── Source

Monsieur A expose que les communiqués de presse étaient préparés en liaison avec la société CEIS qui accompagnait le groupe concernant le développement du programme Skylander.

La cour constate qu'il ressort des dires même de Monsieur A que cet accompagnement ne concernait pas le programme F-406 de telle sorte que Monsieur A ne peut valablement soutenir que les informations, comme il le soutient, étaient vérifiées par des organes extérieurs de la société pour dégager toute responsabilité concernant le contenu des communiqués de presse.

sur la teneur des communiqués

Monsieur A soutient l'absence de réunion des conditions permettant d'engager sa responsabilité en faisant valoir que le jugement n'a pas caractérisé en quoi les informations imprécises étaient fausses ou trompeuses, en quoi elles avaient permis de fixer ou était susceptible de fixer à un niveau anormal ou artificiel le cours de l'action et enfin la connaissance avérée ou supposée du caractère faux ou trompeur des informations de la part de l'émetteur.

Plus particulièrement s'agissant du carnet de commande il expose que le tribunal s'est uniquement basé sur la question de la précision de l'information et n'a pas caractérisé les autres conditions.

Il expose que les communiqués de presse, qui ne peuvent être exhaustifs, étaient clairs et en particulier faisait réference à des notions qui avaient été portées à la connaissance des actionnaires s'agissant de la différence entre un protocole d'accord concernant une vente et une vente définitive par la documentation de référence dont ils avaient connaissance, que les chiffres annoncées ne présentaient aucun caractère inexact, imprécis ou trompeur.

────

## Liste des tâches
1. Extrayez mot pour mot du texte sur les communiqués de presse le passage qui va de "La cour constate" jusqu'à "part de l'émetteur.".
2. D'après le texte sur les communiqués de presse, avec quelle société Monsieur A dit-il que les communiqués étaient préparés ?
3. Écrivez la suite du texte sur les communiqués de presse après sa dernière phrase.
Vous n'aurez pas besoin des enregistrements.

── Entrées fournies

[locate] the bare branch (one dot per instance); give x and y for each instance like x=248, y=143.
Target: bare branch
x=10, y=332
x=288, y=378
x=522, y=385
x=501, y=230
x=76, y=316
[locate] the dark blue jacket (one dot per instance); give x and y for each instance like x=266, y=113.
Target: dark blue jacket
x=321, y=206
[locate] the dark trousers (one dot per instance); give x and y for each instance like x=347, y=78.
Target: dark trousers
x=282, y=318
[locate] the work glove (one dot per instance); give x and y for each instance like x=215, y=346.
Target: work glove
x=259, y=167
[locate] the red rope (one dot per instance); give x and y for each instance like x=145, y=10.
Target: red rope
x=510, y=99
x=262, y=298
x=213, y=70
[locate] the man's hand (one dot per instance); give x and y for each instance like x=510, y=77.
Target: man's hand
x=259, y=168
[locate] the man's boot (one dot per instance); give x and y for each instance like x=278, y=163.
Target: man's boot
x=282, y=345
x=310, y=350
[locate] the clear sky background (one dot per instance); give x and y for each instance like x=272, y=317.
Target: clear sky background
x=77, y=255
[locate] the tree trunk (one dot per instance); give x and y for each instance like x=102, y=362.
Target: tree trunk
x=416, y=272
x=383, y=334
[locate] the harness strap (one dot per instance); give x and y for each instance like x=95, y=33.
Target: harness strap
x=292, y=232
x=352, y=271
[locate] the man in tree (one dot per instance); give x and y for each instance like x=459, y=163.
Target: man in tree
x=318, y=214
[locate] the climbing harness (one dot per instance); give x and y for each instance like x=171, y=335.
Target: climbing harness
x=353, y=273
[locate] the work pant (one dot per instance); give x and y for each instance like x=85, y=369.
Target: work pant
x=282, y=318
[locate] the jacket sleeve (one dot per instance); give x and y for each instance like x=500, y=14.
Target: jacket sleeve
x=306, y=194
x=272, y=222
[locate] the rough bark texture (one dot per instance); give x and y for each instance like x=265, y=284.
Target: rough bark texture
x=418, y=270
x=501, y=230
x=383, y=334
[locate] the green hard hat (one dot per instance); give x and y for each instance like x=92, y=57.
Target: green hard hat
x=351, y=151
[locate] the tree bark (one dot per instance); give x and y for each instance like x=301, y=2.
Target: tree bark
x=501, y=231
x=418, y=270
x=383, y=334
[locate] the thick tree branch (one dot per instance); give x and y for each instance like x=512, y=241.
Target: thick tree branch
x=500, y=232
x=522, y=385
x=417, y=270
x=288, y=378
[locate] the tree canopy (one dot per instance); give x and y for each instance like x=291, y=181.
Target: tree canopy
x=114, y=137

────

## Réponses par tâche
1.
La cour constate qu'il ressort des dires même de Monsieur A que cet accompagnement ne concernait pas le programme F-406 de telle sorte que Monsieur A ne peut valablement soutenir que les informations, comme il le soutient, étaient vérifiées par des organes extérieurs de la société pour dégager toute responsabilité concernant le contenu des communiqués de presse.

sur la teneur des communiqués

Monsieur A soutient l'absence de réunion des conditions permettant d'engager sa responsabilité en faisant valoir que le jugement n'a pas caractérisé en quoi les informations imprécises étaient fausses ou trompeuses, en quoi elles avaient permis de fixer ou était susceptible de fixer à un niveau anormal ou artificiel le cours de l'action et enfin la connaissance avérée ou supposée du caractère faux ou trompeur des informations de la part de l'émetteur.

2. Avec la société CEIS.

3.
Les intimés exposent concernant l'information relative au carnet de commandes de GECI AVIATION que dans un communiqué du 11.08.2009 REIMS AVIATION affirmait avoir engrangé 8 commandes fermes pour le F 406 et que l'utilisation de ces termes ne laissait aucun doute sur la réalité des commandes, qu'ensuite elle a indiqué avoir des prospects, être en cours de négociation et avoir signé des protocoles d'accord avec diverses sociétés, puis annoncait un planning de livraison à compter de fin décembre 2011 d'un avion par trimestre, puis communiquait sur la croissance de son carnet de commande et sur son chiffre d'affaire en indiquant que les avions F-406 étaient en production et livrables.

Ils font valoir que le 21.10.2010 GECI AVIATION était condamné par l'AMF pour diffusion d'informations trompeuses au marché, puis poursuivait ses annonces autour de l'augmentation des commandes, devant assurer la rentabilité et la perennité de la société, qu'au vu de ces informations les actionnnaires n'avaient aucune raison de douter de la fiabilité économique et financière de la société.

Ils soulignent qu'en définitive un seul F-406 a été construit entre 2008 et 2012 et aucun SKYLANDER.

Ils reprennent chaque communiqué pour démontrer son caractère frauduleux soulignant en particulier:

- qu'il n'y a jamais eu de commandes fermes, et qu'en incorporant de simples avant contrats à un chiffre d'affaires GECI AVIATION a semé la confusion dans l'esprit des investisseurs

- que la communication globale de GECI AVIATION sur son carnet de commande est trompeuse, qu'en effet tous les communiqués sont construits sur la même structure: annonce d'un pré accord (non suivie d'une signature concluant la vente) et anticipation sur les conséquences de la vente (malgré l'absence de la signature du contrat de vente), que GECI AVIATION n'a jamais rectifié sa communication ultérieure allant dans ce sens pour indiquer que les avant contrats n'avaient débouché sur aucune vente, ce qui a instillé le doute dans l'esprit des actionnaires tenant pour acquis les annonces liées aux pré accords,

- qu'il s'agit d'informations trompeuses, susceptibles de fixer à un cours anormal le cours de GECI AVIATION,

- que le caractère trompeur desdites informations étaient connu des dirigeants.

SUR CE:

La société REIMS AVIATION INDUSTRIE est une filiale de la société GECI AVIATION.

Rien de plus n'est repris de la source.